_Aim of the exercise_: Each record below should be written out again exactly.

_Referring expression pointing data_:

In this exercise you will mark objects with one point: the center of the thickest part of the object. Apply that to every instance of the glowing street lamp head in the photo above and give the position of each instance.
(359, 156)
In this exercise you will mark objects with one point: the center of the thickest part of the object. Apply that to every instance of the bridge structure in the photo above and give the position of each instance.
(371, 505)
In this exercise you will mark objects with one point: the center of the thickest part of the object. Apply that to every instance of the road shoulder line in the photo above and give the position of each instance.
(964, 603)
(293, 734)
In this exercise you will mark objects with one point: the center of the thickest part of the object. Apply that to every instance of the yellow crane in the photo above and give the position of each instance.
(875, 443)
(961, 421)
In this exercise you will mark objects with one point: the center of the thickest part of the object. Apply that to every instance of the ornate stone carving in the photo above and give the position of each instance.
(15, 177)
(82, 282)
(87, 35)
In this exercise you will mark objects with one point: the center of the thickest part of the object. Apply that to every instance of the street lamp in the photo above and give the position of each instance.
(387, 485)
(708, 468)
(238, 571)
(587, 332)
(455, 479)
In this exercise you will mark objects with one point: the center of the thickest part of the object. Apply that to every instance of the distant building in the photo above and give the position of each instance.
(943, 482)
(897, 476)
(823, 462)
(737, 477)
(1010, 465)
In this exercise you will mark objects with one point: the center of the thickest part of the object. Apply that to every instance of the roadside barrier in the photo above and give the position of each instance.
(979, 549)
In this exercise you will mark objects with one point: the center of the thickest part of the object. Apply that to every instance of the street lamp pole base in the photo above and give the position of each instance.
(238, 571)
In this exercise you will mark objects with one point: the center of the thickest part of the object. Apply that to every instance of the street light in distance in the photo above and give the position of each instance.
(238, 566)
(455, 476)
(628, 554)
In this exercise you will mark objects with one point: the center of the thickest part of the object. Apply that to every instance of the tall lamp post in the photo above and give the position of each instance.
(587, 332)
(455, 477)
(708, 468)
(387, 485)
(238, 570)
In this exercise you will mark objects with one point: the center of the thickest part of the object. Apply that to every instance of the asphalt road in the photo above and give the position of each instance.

_Solution for this exercise_:
In this exercise you will mark objects with one point: the center of the thickest part of the object. Apply that to every instance of the glowing street lamp head in the photo above and give the position of each instance.
(359, 156)
In this exercise you will mark objects with one point: the center of the thickest part of the object. Apply that to every instance of the bridge structure in the photo above and give the position of each instance.
(371, 505)
In this exercise you will mark objects with one point: the center of the thickest part of the object. Apply that to every instance of the road shoulder line in the photo above and give the position of each instance.
(964, 603)
(293, 734)
In this exercise you will mark objects with one point: the center of the thickest part of the object. Apply that to every instance of the yellow crane in the photo above and give the position of each instance.
(875, 443)
(961, 421)
In this exercise you will mark objects with one point: the center of the thickest part of the object. Apply that to every instance of the ornate stone carving in the photo above and give the position of each instance.
(15, 177)
(82, 282)
(87, 35)
In this exercise you will mark objects with one point: the center of the thickest part of the object. Apply that to every instance of the street lamp in the photo above and give the position of each instance.
(387, 485)
(708, 468)
(238, 571)
(587, 332)
(455, 479)
In this exercise you will mark objects with one point: the center of the thickest part of the object. Apply that to every instance of the distant building in the photo above and give the position of each instance.
(943, 482)
(897, 476)
(823, 462)
(737, 477)
(1010, 465)
In this exercise you will mark objects with one point: the center of the thickest part of the object. Apply that to every instance of the roadside barrier in the photo above and give the position of each instance.
(979, 549)
In this exercise you will mark objects with one point: the center of the thickest part of the object. Apply that to every instance of the street lamp pole base in the photo above and give the position of each instance.
(238, 571)
In this exercise you will mark objects with one point: the center of the thickest part of the object. Apply that to every instance of the street light in distance in the photo above and give the position of each instance.
(238, 566)
(455, 476)
(628, 554)
In this exercise you will mark objects with one point: the center of the thickest part of the object. Apply that to every instance of the tall lamp post in the photo above and give the position of each instance.
(587, 332)
(455, 477)
(708, 468)
(387, 485)
(238, 570)
In this exercise you will mark objects with one point: the center of the thickest part of the object. Apply that to every instance of the asphalt road in the photo above and give the position of each instance.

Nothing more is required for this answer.